> [OBJECTIVE]: Your task is to output all the records below, word for word.

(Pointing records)
--- begin ---
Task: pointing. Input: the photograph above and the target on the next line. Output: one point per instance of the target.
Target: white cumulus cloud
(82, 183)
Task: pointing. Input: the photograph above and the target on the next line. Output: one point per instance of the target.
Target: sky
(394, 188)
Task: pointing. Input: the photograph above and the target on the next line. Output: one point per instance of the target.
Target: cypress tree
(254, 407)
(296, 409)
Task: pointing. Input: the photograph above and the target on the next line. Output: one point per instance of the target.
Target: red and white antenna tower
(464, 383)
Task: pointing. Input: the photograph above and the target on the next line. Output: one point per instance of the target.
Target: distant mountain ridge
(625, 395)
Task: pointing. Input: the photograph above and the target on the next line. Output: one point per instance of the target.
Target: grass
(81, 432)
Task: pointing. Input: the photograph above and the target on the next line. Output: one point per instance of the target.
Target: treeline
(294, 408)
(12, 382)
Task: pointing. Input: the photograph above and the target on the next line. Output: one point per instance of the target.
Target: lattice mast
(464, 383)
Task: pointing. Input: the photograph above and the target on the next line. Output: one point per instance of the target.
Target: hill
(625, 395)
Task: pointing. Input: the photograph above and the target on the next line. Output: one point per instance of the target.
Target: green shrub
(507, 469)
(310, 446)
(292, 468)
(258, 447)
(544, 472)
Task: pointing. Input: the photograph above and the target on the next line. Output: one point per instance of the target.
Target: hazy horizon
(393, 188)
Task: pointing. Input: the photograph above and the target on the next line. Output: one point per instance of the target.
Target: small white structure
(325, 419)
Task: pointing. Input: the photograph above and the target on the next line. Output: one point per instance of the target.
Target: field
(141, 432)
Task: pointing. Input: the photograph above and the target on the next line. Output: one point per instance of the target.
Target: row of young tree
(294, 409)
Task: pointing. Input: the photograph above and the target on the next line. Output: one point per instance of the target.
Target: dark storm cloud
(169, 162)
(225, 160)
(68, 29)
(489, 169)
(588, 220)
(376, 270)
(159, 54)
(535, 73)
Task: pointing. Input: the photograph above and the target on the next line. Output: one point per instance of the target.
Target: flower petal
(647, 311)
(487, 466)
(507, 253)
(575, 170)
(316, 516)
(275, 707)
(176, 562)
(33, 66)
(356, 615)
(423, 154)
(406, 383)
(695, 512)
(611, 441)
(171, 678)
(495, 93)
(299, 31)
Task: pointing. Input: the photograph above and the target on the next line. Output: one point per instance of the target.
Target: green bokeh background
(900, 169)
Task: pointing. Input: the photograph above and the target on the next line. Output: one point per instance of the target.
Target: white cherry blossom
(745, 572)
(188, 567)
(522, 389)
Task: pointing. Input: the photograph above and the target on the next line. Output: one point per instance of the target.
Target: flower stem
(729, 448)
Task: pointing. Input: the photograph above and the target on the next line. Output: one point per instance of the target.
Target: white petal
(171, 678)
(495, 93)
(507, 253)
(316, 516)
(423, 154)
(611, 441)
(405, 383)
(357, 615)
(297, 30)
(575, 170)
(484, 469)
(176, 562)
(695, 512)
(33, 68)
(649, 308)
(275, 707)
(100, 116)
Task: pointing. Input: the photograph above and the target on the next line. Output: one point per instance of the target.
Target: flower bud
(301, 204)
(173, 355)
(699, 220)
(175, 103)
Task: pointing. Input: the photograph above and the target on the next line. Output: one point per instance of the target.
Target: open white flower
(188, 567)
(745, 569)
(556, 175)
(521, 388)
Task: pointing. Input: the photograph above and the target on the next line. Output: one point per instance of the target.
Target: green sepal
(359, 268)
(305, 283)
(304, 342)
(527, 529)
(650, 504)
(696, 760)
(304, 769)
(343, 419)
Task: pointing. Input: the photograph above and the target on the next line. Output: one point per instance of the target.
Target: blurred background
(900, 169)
--- end ---
> [WRITTEN SOLUTION]:
Task: pointing. Input: the photograph above and the target on the next line. Output: one point per instance of the target.
Target: white cumulus cloud
(82, 183)
Task: pointing. Input: the photograph above and the target on the next line. Output: one point per instance of the target.
Target: sky
(394, 188)
Task: pointing. Input: the photograph above and the target on the next line. Output: one point per instance of the target.
Target: cypress tree
(254, 407)
(296, 409)
Task: pointing. Input: the photograph above and the target on the next line. Output: one point per instance of the target.
Target: red and white antenna tower
(464, 383)
Task: pointing. Input: the photograph above and the target on the next line. Output: one point per instance of the target.
Target: distant mountain ridge
(625, 395)
Task: pointing. Input: the photograph above and the target on the next line. Output: one point per instance of the target.
Target: grass
(81, 432)
Task: pointing. Input: the photograph above and the target on the next line. Output: one point per instance of the target.
Target: treeline
(294, 408)
(12, 382)
Task: pointing. Input: the photograph above and the target on the next line. Output: one point per instance of the target.
Target: lattice mast
(464, 383)
Task: pointing. Input: the photograph above and the target on the next line. Output: one point per instance of the target.
Target: hill
(625, 395)
Task: pointing. Input: the photograph above and the target on the next line. Output: one point per instance of the target.
Target: green shrub
(507, 469)
(310, 446)
(292, 468)
(258, 447)
(544, 472)
Task: pointing. Input: the photograph above and the target on the next line. Output: one point per instance of the target.
Target: hazy horizon
(393, 188)
Task: pointing. Input: the photograph above and the target on the next line. Output: one point per instance of the target.
Target: small white structure
(325, 419)
Task: pointing. Input: the photograph above and the target on the next line. Output: one point per instance of the target.
Target: field
(141, 432)
Task: pointing. Input: the photograph above and the target on the next line. Output: one point per instance of the target.
Target: row of young tree
(294, 409)
Task: pointing. Input: the photograph above and the target on the next line. Output: one point per instance of the target.
Target: dark storm cloud
(169, 162)
(225, 160)
(68, 29)
(489, 169)
(588, 220)
(376, 270)
(159, 54)
(535, 73)
Task: pointing. Input: the photograph above and the target on the next line. Output: one point per instance of the target.
Target: flower petal
(647, 311)
(487, 466)
(507, 253)
(575, 170)
(316, 516)
(275, 707)
(176, 562)
(33, 66)
(356, 615)
(423, 154)
(406, 383)
(695, 512)
(611, 441)
(171, 678)
(495, 93)
(299, 31)
Task: pointing. Input: the photograph above and the target on the next line. Output: one point per instance of the target.
Target: green bokeh background
(900, 169)
Task: pointing. Input: the photograph above and the target on the next line. Output: one point per instance of the target.
Target: white cherry blossom
(745, 572)
(188, 567)
(522, 389)
Task: pointing. Input: the photograph above and the target on the next line. Output: one point per instance of the target.
Target: flower stem
(729, 448)
Task: pointing. Input: the photograph above and the target on the next line. Output: one point per instance of the target.
Target: white petal
(171, 678)
(495, 93)
(507, 253)
(316, 516)
(423, 154)
(611, 441)
(405, 383)
(357, 615)
(297, 30)
(575, 170)
(484, 469)
(176, 562)
(695, 512)
(33, 68)
(649, 308)
(275, 707)
(100, 116)
Task: pointing. Input: the photograph above and the target on the next line. Output: one point per instance of the target.
Target: flower bud
(301, 204)
(173, 355)
(699, 220)
(175, 103)
Task: pointing. Input: the photograph above and the target on the next line. Output: one point per instance of the target.
Target: open white flower
(188, 567)
(745, 569)
(556, 175)
(521, 388)
Task: pointing. Input: the photograph above and the target on the next line. Output: one point per instance of the target.
Target: green sepal
(359, 268)
(305, 283)
(304, 342)
(527, 529)
(650, 504)
(696, 760)
(304, 769)
(343, 419)
Task: pointing. Input: the photograph above and the target on the next line. Output: one point per instance of the target.
Target: blurred background
(900, 169)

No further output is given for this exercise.